As women, we always want to feel like we’re special. We may think that our looks, body, nurturing, intelligence or a higher power will serve as a magical force to make things work out. It’s a fantasy that gets black women in more trouble than any other minority group in the country. Need some examples? Glad you asked.
Despite a startling statistic that continues to rise despite essentially every negative statistical outcome, black women continue to (ill) conceive children without the benefit of committed partners in marriage. Every day we observe the transient nature of black fathers with multiple children by multiple babies, and there STILL is no shortage of more volunteers who think that they will be “the special one” that will inspire the rolling stone of a baby daddy to grow moss. How is this working out for us? I’m even seeing more black women taking these ill-conceived notions of broken family units into their interracial dating activity. While it happens less because more IR-paired couples with black women at the center marry before, during, or after pregnancy, the stats keep ticking up. Pregnancy starts and ends in a woman’s body. You get what you demand. If the price of a child comes cheap to you, don’t expect you or your progeny to be seen with the same value as women of other races.

Given entries>
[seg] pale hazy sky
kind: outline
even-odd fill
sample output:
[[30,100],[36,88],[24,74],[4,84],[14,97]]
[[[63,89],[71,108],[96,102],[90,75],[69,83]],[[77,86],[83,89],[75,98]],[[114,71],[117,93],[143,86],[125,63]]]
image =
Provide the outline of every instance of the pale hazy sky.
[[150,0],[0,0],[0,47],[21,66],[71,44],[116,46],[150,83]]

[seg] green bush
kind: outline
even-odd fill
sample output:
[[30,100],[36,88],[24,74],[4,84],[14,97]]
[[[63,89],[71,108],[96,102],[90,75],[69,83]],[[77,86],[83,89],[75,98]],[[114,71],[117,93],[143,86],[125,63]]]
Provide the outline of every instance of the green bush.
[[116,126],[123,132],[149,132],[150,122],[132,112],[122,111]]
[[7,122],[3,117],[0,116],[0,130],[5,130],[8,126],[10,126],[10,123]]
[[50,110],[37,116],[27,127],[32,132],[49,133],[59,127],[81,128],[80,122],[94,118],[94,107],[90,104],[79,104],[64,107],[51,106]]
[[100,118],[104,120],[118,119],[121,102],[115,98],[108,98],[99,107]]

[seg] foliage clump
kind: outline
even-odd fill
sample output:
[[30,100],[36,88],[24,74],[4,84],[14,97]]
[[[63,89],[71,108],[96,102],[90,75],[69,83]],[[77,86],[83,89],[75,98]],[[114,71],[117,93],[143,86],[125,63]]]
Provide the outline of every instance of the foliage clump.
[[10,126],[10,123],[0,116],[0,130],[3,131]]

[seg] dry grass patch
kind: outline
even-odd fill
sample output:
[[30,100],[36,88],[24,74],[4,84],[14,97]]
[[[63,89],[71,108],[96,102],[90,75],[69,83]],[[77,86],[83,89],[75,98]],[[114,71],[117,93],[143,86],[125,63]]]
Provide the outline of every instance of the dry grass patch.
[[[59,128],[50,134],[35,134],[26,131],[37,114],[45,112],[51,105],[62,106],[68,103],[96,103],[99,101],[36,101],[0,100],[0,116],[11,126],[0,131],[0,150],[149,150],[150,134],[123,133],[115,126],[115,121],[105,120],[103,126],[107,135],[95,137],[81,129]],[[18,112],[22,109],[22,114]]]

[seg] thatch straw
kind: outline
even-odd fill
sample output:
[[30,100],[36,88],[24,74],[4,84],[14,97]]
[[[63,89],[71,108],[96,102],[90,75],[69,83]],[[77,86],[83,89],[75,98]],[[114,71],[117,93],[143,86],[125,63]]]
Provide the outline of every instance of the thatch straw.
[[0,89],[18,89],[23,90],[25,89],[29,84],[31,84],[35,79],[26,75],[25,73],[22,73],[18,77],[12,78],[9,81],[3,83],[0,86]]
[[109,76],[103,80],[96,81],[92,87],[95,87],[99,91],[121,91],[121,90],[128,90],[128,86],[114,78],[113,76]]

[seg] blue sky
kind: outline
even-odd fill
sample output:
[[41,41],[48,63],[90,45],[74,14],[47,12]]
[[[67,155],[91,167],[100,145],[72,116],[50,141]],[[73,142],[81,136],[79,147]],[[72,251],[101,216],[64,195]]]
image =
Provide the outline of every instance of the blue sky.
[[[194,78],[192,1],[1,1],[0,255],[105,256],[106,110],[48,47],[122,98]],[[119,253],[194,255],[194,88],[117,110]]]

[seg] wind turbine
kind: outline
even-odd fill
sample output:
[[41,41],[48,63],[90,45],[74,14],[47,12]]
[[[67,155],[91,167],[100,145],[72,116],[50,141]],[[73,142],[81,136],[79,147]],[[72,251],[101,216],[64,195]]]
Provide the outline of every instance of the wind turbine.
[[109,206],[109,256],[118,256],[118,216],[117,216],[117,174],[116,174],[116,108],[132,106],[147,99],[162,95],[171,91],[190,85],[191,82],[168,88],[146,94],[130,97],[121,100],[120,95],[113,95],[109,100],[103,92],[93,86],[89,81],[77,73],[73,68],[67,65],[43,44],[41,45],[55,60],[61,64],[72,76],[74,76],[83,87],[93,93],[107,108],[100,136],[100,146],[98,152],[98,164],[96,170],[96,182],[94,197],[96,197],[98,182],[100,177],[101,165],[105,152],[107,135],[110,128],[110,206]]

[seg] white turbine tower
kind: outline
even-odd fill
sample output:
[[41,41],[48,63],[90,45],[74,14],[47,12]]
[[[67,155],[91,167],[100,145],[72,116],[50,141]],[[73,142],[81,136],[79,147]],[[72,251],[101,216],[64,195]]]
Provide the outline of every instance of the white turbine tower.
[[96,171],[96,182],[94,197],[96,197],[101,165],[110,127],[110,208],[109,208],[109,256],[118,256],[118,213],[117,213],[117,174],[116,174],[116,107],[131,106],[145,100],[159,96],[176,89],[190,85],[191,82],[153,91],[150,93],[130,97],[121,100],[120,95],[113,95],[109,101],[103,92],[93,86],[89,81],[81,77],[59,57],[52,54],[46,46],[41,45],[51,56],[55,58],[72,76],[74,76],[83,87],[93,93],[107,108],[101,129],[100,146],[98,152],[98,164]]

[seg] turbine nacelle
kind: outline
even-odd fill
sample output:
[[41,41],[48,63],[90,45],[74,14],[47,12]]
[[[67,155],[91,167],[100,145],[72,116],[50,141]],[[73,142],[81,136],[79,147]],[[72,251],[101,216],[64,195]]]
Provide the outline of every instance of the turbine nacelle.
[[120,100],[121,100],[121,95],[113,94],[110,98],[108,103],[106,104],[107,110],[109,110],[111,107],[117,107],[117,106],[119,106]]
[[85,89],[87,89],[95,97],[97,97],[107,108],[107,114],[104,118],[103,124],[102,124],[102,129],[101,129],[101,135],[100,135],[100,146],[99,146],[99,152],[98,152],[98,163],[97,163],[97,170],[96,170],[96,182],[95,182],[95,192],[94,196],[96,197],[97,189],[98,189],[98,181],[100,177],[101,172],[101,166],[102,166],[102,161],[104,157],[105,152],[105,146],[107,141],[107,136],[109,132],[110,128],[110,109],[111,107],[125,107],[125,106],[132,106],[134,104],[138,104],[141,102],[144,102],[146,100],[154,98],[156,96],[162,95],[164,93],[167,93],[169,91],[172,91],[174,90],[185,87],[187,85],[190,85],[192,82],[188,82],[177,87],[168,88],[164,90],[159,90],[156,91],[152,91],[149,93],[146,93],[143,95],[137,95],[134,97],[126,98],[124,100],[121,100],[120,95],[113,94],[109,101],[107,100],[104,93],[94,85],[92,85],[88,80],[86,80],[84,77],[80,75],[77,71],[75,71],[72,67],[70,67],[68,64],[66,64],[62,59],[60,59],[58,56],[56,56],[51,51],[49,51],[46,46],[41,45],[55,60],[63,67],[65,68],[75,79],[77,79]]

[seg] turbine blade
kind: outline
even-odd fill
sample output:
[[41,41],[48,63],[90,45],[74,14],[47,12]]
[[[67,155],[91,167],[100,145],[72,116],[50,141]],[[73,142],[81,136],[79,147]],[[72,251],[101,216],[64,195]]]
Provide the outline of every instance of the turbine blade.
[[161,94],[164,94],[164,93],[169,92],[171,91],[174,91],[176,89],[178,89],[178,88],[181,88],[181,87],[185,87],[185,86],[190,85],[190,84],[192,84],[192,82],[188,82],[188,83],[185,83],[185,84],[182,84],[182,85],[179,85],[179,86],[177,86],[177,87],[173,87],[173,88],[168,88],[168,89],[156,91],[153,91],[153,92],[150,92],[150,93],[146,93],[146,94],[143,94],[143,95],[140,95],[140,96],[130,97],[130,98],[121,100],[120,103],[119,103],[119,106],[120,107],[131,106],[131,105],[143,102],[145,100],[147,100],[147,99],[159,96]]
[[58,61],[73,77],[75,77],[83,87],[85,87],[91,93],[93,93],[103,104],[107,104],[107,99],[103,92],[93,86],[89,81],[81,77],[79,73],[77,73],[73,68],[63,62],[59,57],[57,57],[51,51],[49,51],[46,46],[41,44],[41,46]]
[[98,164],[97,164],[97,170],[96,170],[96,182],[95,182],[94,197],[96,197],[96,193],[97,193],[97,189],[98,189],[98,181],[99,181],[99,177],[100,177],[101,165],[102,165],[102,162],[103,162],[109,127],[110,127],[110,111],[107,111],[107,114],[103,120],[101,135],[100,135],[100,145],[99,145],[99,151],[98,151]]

Problems to work on>
• 1. Reproduce the opinion passage word for word, from "As women, we" through "Glad you asked.", inclusive.
• 2. In the opinion passage, where does pregnancy start and end?
• 3. Pick up the opinion passage right after its last sentence and keep writing it.

Task results>
• 1.
As women, we always want to feel like we’re special. We may think that our looks, body, nurturing, intelligence or a higher power will serve as a magical force to make things work out. It’s a fantasy that gets black women in more trouble than any other minority group in the country. Need some examples? Glad you asked.

• 2. Pregnancy starts and ends in a woman's body.

• 3.
This is where faulty morality and wishful thinking collide into disaster. The Center of Disease Control has reported that some counties in the Atlanta, Georgia region have HIV/AIDS rates that rival third world countries. Black men have the highest rates of infection, followed by black women. A repressive religious doctrine suggesting that black women and girls who “pre-plan” to have sex by purchasing condoms is viewed as a worse sin than “being led by temptation” where “things just happen.” The results of this notion are startlingly obvious. Religion is literally increasing infection rates of the modern-day Black Plague; no pun intended. Prayers and fasting won’t protect you from diseases of opportunity. Stop thinking God loves you more than those other women. You aren’t special.
Perhaps you’ve been brainwashed by too many formulaic Tyle Perry movies, where the high-powered yet uptight single black woman is challenged and then transformed by the love of a blue-collar black man. With his street smarts and her professional connections she helps him get a successful hustle and they live happily ever after. Yeah; that happens mostly in the movies. Low-ambition men won’t suddenly become titans of industry because of the nurturing of a good black woman. Even on the rare occasions this happens, men will often shed the “struggle girlfriend” and trade her in for the trophy wife. You did all that work, and all you get is the booby prize. It’s hard enough to be responsible for your own success. Why raise a grown male baby you didn’t give birth to?
Degrading black women via rap music for generations was able to proliferate at our expense happened for one main reason: We believed these dudes degrading black women when they said, “Yo; we ain’t talkin about you. We’re talking about that ho over there.”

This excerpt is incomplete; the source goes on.